## Article
Now, switch back to the web browser where you were viewing the coverage report. Something else in this file is still wrong. Near the top of the file, the default port fallback value of 8000 is highlighted in yellow. Hover your mouse over the value and the tooltip will say “branch not covered”. This means that the right operand for the or operator has never been executed. This is because the file is always executed with an environment variable pair of PORT=0. The zero is passed in as the string "0", which is a truthy value.

The easiest way to fix this problem is to instruct nyc to ignore the offending line. Add the following line to server.js just above the PORT assignment line:

/* istanbul ignore next */

This comment instructs the code coverage checker to ignore the following line. There used to be two separate npm packages, one called istanbul, and one called nyc. The two projects were eventually merged. The CLI utility kept the name of nyc, while the comments used to configure the utility from within code kept the prefix of istanbul.

Another way to get past this situation would be to reduce the required code coverage value. Since the application is so small, the values would actually have to be changed significantly, dropping the branches threshold from 100% to 75%. For a larger project, this drop would be much smaller, say from 100% to 99%. As tempting as that may be, it is actually a very annoying situation in practice. In the situation with sub-100% coverage, if an engineer removes a bunch of code from the repository, the code coverage percent will actually drop. Then the engineer will need to also reduce the code coverage threshold in .nycrc as well, despite not adding any untested code.

Is it okay to not test the default port assignment line? In this case it depends on how the application is intended to be launched in production. If the default port is only used to make local development easier, and in production a port is always assigned, then go ahead and ignore that line guilt-free.

Now that you’ve added the new integration test and have added the ignore statement, run the test suite again. Run the following command to both run the tests and generate a new report:

$ npm test ; echo "STATUS: $?"

This time the coverage summary will show that all four code coverage measurements have hit their 100% code coverage requirements! Now you’re ready to commit the changes and push them to your branch. Run the following commands to do just that:

$ git add .
$ git commit -m "Adding a test suite and code coverage"
$ git push

Now that you’ve done that, switch back to your GitHub pull request and reload the page. The once-failing checks are now passing and your PR is now ready to be merged! Click the green “Merge pull request” button on the pull request screen to finish the process. You’ve now got a project happily testing pull requests.

Switch back to your terminal and run the following commands to get your local master branch caught up with the remote:

$ git checkout master
$ git pull

There are other types of tests that are commonly used to enforce code quality standards as well. One class that is very popular, used by projects from open source npm packages to closed source enterprise applications, is a code format test. By using packages like eslint or standard, a pull request can fail if the newly added code doesn’t follow the required format.

Now that your repository is configured to test code quality before merging changes, it’s time to configure the project to actually do something with the code once it’s been merged. In the next section you’ll configure your project to automatically deploy merged code to production.

## Given information
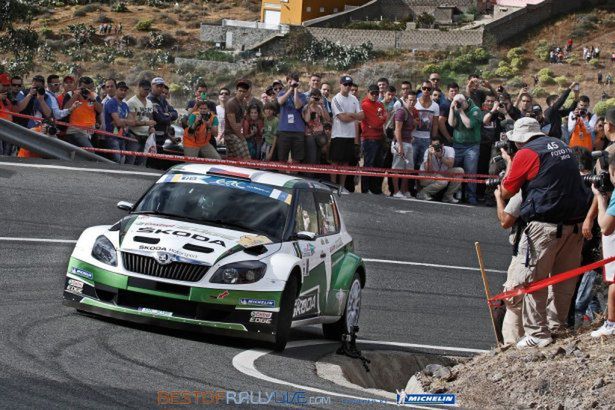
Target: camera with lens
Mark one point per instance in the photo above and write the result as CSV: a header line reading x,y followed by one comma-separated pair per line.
x,y
493,182
601,180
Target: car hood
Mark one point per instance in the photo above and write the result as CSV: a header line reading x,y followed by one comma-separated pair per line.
x,y
183,241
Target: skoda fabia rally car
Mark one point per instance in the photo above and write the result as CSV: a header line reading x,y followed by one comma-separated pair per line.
x,y
223,250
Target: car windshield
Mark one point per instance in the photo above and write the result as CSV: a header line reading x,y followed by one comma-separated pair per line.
x,y
218,201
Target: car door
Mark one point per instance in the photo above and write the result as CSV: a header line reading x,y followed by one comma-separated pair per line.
x,y
312,297
333,248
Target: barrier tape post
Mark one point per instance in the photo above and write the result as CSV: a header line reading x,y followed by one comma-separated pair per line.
x,y
481,263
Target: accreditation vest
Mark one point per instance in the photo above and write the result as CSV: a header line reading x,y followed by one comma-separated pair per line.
x,y
581,137
557,194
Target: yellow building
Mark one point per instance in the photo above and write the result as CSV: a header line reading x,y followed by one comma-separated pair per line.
x,y
295,12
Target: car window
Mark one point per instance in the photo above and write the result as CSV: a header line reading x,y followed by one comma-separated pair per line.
x,y
306,218
328,216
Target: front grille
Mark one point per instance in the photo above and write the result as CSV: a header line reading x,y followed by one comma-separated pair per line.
x,y
146,265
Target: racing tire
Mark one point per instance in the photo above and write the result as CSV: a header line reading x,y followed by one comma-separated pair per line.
x,y
334,331
285,317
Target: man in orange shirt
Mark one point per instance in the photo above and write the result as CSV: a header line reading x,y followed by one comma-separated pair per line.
x,y
85,113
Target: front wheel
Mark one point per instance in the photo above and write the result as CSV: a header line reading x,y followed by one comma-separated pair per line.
x,y
350,318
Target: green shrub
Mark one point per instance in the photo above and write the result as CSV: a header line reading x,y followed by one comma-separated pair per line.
x,y
546,80
546,71
539,92
563,81
515,82
601,107
516,52
144,25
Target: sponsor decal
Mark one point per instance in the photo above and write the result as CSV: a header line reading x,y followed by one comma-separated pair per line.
x,y
183,234
156,312
221,295
307,249
257,302
404,398
340,296
74,286
261,314
307,305
81,272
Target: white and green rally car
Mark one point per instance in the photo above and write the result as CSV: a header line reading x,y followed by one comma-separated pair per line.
x,y
223,250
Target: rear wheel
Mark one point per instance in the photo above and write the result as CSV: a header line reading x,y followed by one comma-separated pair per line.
x,y
285,316
350,318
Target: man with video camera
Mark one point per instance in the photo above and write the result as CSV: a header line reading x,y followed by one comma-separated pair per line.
x,y
554,205
439,158
606,220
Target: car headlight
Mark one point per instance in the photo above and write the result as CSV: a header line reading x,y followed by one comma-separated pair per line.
x,y
239,273
104,251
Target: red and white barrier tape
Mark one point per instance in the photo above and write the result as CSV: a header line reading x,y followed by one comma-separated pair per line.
x,y
289,167
543,283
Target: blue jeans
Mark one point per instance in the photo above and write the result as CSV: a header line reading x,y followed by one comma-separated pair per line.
x,y
586,302
419,146
466,156
372,158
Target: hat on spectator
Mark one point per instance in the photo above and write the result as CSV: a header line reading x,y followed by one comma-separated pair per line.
x,y
5,79
525,129
346,79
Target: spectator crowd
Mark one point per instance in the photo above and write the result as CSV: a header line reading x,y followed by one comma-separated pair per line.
x,y
431,127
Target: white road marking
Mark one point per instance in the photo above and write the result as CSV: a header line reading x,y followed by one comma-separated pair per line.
x,y
65,168
244,362
429,265
36,240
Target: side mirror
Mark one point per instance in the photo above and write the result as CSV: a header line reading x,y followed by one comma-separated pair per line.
x,y
125,206
305,236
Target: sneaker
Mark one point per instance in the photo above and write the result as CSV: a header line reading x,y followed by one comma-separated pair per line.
x,y
531,341
607,329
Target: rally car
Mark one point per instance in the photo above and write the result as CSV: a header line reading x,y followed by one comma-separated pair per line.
x,y
223,250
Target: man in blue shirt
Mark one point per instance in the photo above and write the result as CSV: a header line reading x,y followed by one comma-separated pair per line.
x,y
291,129
115,114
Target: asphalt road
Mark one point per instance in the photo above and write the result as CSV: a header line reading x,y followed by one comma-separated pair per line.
x,y
54,357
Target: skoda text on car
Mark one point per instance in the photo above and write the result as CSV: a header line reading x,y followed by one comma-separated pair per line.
x,y
223,250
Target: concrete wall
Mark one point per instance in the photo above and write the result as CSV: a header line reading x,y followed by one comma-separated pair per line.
x,y
405,40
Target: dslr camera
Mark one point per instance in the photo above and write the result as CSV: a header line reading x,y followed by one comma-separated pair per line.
x,y
601,180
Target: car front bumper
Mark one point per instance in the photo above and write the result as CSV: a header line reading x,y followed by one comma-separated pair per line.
x,y
246,314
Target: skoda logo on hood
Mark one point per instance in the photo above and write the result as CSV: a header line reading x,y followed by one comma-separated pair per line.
x,y
164,258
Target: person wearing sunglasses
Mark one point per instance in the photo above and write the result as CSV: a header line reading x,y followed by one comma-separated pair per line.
x,y
347,113
140,121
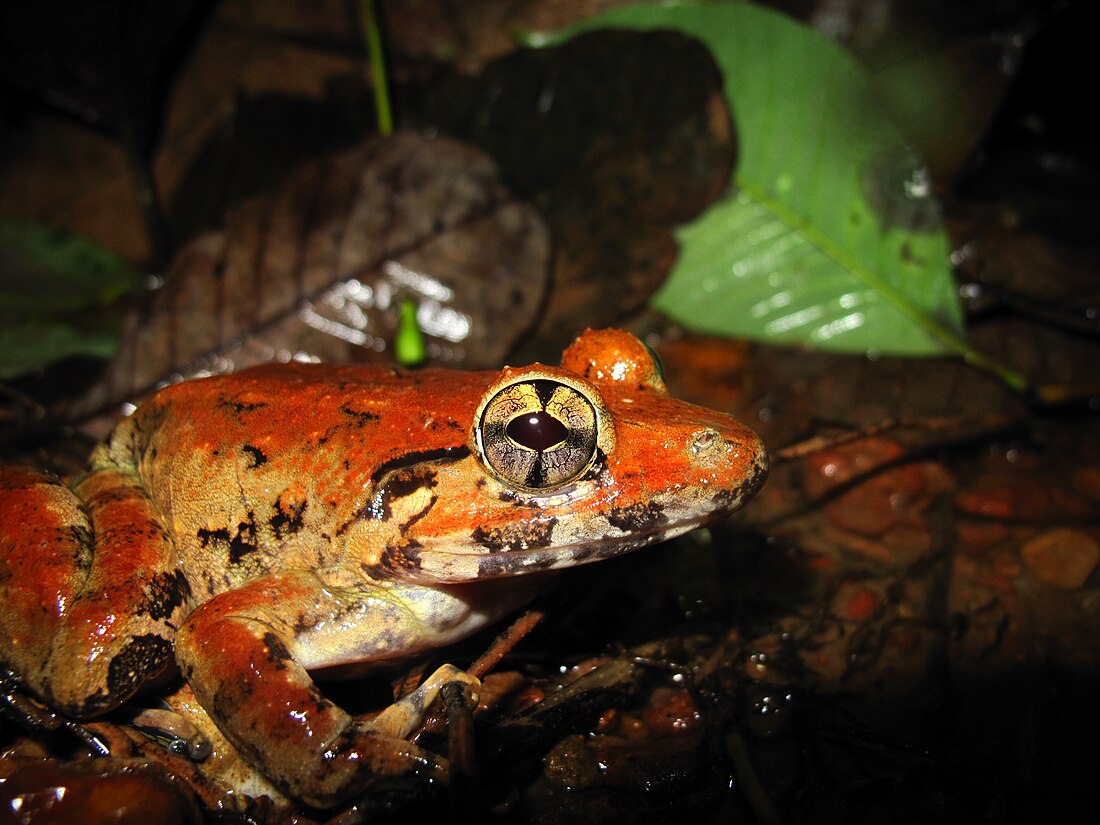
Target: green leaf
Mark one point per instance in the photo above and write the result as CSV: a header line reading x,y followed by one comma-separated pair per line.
x,y
832,238
46,272
31,345
54,289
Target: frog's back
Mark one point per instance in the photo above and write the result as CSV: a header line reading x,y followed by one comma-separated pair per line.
x,y
267,469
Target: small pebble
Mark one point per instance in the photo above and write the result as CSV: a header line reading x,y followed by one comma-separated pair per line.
x,y
1064,557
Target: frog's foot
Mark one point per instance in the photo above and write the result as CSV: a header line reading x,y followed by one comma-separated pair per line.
x,y
90,595
234,652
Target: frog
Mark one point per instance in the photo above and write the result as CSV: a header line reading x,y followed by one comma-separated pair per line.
x,y
250,532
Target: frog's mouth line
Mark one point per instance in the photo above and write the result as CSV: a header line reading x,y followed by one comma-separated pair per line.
x,y
444,567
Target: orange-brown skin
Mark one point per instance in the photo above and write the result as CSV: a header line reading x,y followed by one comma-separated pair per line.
x,y
256,526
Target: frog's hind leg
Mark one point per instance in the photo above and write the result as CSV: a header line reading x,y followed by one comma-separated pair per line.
x,y
89,587
235,652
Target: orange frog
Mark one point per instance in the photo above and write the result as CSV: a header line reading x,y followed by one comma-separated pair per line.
x,y
253,527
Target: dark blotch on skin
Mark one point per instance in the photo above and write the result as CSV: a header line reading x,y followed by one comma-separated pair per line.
x,y
276,650
165,592
637,517
238,546
515,537
361,417
242,406
444,454
256,455
288,518
403,557
143,658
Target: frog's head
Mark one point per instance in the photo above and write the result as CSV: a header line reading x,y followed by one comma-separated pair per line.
x,y
571,464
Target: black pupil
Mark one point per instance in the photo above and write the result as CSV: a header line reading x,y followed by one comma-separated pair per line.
x,y
537,430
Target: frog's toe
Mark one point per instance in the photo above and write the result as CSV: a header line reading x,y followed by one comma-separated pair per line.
x,y
364,762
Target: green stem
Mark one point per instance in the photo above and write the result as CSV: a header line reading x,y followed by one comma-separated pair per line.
x,y
377,62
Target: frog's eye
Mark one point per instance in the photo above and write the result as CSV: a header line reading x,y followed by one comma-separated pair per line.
x,y
538,433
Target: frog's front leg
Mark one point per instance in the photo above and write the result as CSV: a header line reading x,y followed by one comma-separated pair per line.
x,y
90,592
244,655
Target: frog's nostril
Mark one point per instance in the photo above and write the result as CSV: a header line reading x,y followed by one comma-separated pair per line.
x,y
705,441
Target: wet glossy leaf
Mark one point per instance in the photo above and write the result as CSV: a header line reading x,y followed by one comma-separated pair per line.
x,y
833,238
318,271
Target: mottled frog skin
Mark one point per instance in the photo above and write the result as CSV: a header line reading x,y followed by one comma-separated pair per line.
x,y
253,527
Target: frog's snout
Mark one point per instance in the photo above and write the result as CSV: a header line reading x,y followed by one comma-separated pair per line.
x,y
708,441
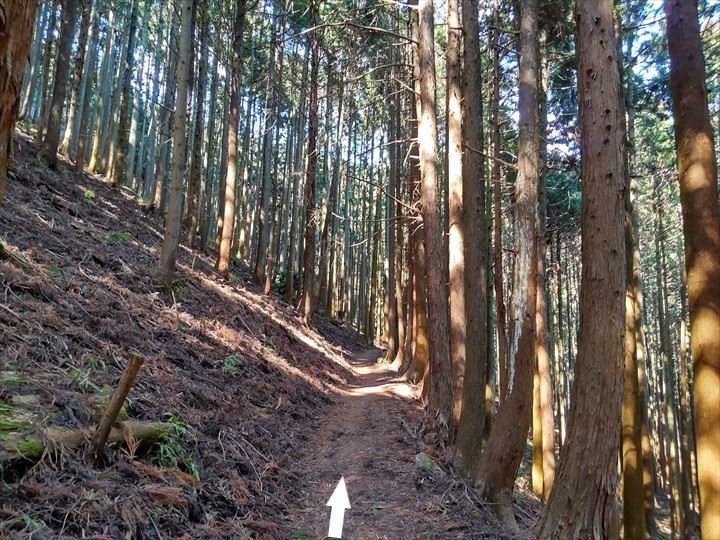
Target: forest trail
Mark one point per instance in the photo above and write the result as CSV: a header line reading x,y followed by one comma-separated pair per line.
x,y
368,438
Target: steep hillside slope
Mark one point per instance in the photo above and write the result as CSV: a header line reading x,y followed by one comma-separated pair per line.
x,y
239,378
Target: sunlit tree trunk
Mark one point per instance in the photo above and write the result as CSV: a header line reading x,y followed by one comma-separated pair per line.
x,y
83,134
471,426
75,106
701,230
62,69
171,239
582,502
456,233
440,396
495,474
228,203
311,174
121,166
196,177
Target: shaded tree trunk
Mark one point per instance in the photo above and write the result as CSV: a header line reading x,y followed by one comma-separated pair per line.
x,y
171,239
228,204
588,475
701,230
311,174
16,26
499,462
440,402
62,69
471,427
121,167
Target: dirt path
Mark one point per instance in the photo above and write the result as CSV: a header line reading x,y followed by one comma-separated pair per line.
x,y
368,437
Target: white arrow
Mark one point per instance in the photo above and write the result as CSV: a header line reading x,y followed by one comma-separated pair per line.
x,y
339,502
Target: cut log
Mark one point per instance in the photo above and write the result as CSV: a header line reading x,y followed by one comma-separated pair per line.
x,y
19,446
113,409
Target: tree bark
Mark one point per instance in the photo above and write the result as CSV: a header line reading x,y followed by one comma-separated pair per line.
x,y
499,462
471,426
15,37
75,107
311,174
171,238
456,232
195,179
440,403
228,220
701,230
121,168
582,503
62,68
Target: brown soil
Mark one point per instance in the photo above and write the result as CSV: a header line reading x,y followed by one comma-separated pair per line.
x,y
269,412
396,490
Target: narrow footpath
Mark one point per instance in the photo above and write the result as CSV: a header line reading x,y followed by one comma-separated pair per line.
x,y
369,438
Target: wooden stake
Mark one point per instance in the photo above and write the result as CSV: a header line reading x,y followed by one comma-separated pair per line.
x,y
116,402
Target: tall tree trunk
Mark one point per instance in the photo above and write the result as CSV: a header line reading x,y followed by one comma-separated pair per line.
x,y
440,401
265,206
587,475
75,107
195,178
171,239
14,51
471,425
311,175
62,68
701,230
293,250
121,167
502,343
499,462
228,221
328,224
30,77
632,466
456,232
44,94
104,90
83,134
391,314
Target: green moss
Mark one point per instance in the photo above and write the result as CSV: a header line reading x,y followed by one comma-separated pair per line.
x,y
29,446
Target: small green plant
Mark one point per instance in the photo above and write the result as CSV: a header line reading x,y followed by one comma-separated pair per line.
x,y
88,196
32,524
232,364
82,378
170,452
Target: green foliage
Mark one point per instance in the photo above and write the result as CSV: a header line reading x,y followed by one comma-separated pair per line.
x,y
170,451
12,418
88,196
81,376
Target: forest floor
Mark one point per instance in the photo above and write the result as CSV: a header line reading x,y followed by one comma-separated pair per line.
x,y
266,414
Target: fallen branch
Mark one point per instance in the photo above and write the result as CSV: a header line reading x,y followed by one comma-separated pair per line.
x,y
30,446
113,409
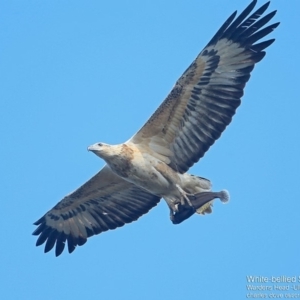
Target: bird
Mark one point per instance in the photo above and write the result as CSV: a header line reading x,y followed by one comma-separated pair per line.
x,y
153,164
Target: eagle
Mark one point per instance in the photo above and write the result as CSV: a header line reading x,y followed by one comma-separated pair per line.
x,y
153,163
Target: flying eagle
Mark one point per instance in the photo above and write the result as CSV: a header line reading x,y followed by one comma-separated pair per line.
x,y
153,163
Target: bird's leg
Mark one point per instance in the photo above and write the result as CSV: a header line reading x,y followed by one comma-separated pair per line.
x,y
185,195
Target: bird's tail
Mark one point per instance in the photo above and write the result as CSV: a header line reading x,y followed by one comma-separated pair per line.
x,y
202,201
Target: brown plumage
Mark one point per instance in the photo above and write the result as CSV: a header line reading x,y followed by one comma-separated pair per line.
x,y
153,163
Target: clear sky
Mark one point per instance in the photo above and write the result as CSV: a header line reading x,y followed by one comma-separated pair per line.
x,y
77,72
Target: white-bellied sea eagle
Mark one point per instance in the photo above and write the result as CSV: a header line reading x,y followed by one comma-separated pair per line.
x,y
153,163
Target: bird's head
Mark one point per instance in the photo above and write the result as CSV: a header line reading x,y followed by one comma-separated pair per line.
x,y
102,150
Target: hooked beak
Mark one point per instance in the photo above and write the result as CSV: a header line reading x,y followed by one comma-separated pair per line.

## Challenge
Can you repeat word for word everything in the code coverage article from "Now, switch back" down to "a truthy value."? The records are separate from the code coverage article.

## Full output
Now, switch back to the web browser where you were viewing the coverage report. Something else in this file is still wrong. Near the top of the file, the default port fallback value of 8000 is highlighted in yellow. Hover your mouse over the value and the tooltip will say “branch not covered”. This means that the right operand for the or operator has never been executed. This is because the file is always executed with an environment variable pair of PORT=0. The zero is passed in as the string "0", which is a truthy value.